• Description of the task
Update the records from their start through the line containing "point(1110, 498)" by replacing "outline" with "boundary", leaving everything else unchanged. Return only those lines.

• Data section
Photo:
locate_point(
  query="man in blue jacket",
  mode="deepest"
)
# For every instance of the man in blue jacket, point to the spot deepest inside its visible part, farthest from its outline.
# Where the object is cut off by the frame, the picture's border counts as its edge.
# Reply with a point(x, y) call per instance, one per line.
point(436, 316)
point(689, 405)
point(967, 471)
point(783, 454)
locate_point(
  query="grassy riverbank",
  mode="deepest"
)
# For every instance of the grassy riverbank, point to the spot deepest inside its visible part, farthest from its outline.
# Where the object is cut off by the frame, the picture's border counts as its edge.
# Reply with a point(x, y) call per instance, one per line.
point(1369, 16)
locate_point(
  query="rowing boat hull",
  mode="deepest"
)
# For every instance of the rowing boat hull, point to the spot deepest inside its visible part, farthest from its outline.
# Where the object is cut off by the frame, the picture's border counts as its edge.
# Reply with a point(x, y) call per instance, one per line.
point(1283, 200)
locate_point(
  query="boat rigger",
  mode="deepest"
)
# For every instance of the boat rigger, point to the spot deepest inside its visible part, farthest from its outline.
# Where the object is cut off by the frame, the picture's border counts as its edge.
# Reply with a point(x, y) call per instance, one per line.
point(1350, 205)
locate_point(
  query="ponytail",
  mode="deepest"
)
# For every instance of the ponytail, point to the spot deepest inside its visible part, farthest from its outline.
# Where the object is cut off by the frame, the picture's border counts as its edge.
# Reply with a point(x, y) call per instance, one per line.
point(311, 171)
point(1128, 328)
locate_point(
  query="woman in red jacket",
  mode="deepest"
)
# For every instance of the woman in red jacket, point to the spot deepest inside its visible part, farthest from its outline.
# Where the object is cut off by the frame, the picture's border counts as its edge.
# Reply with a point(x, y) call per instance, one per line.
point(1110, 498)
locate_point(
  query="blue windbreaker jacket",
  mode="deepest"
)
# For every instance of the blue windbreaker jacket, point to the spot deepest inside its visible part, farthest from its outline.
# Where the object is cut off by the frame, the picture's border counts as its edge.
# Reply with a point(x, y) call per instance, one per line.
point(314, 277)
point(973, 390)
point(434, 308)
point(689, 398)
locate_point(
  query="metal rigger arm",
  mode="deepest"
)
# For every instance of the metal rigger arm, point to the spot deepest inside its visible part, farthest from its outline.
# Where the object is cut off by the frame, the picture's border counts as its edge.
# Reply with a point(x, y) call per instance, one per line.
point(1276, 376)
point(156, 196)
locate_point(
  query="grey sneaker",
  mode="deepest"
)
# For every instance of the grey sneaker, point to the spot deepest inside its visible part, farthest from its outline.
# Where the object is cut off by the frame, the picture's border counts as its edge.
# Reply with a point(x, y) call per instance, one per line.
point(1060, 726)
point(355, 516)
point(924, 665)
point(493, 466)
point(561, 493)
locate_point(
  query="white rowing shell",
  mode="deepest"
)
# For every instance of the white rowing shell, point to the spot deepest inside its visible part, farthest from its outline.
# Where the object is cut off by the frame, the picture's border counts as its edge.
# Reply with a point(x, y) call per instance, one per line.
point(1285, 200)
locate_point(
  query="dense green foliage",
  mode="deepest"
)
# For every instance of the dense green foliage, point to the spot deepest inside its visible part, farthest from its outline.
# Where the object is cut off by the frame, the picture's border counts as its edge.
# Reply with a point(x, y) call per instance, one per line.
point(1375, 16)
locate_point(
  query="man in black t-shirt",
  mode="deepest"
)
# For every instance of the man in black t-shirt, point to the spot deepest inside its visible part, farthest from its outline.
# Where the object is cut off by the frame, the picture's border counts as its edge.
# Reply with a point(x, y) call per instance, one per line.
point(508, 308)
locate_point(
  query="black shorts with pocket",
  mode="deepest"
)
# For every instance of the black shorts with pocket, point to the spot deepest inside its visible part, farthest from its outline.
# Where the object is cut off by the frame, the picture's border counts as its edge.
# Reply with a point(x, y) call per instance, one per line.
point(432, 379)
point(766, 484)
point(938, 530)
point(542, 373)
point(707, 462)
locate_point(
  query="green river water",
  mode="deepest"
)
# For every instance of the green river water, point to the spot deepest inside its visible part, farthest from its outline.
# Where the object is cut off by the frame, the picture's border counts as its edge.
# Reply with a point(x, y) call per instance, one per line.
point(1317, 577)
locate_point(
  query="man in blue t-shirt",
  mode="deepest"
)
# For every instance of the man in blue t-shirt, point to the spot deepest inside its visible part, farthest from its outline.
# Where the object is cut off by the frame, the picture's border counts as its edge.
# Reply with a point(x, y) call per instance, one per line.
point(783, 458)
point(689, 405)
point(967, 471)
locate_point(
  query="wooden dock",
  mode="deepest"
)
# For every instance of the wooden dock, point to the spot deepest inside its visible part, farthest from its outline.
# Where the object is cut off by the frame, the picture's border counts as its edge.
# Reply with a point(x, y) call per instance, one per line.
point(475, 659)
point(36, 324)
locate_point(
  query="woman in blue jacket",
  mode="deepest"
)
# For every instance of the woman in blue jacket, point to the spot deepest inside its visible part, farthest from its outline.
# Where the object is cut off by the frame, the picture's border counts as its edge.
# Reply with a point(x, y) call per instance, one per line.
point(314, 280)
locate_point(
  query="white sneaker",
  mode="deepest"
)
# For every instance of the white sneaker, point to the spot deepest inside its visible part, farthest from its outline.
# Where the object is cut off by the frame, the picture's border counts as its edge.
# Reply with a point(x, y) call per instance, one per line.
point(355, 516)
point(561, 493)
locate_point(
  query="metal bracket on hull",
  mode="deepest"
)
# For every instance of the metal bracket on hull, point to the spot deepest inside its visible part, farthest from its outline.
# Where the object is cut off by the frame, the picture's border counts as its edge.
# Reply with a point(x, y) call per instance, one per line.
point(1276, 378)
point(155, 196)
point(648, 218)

• Solved problem
Photo:
locate_point(
  query="man in blue jacket",
  mode="deepest"
)
# For every instance of the man in blue jacket, point to the spot deepest inside its visible part, farthest from its boundary.
# Where the object is cut off by the frame, the picture's border counts as its edge.
# Reply with a point(x, y) call per instance, one per line.
point(436, 316)
point(689, 405)
point(967, 471)
point(783, 454)
locate_point(
  query="grassy riverbank",
  mode="deepest"
)
# For every instance of the grassy riverbank, point to the spot deepest inside its visible part, farthest from its boundary.
# Where the object is cut off by the frame, the picture's border counts as its edge.
# Reply with a point(x, y) call per instance, one per line.
point(1369, 16)
locate_point(
  query="rowing boat hull",
  mode="deepest"
)
# For every instance of the rowing boat hull, point to the spot deepest inside its visible part, farthest from its boundary.
# Where the object is cut off by the frame, the picture's border counts as its edge.
# Reply with a point(x, y) call per instance, one per line.
point(1283, 200)
locate_point(
  query="boat rigger",
  mode="deepest"
)
# For every instance of the boat rigger, point to the spot deepest inside its visible part, farthest from its boundary.
# Where the object is cut off by the frame, the picture's border counts as its edge.
# Reply with a point(x, y) call per instance, one per line.
point(1350, 205)
locate_point(
  query="ponytail",
  mode="deepest"
)
# For every instance of the ponytail, point to the spot deepest inside its visible part, farthest from its boundary.
# Where the object is cut off by the frame, the picture's border counts as its edge.
# Reply with a point(x, y) call per instance, one per line.
point(311, 171)
point(1128, 328)
locate_point(
  query="woman in red jacket",
  mode="deepest"
)
# For every instance of the woman in red jacket, point to the spot deepest inside its visible part, farthest from its boundary.
# Where the object is cut off by the frame, the picture's border counts as its edge.
# Reply with a point(x, y) call per instance, one per line.
point(1110, 498)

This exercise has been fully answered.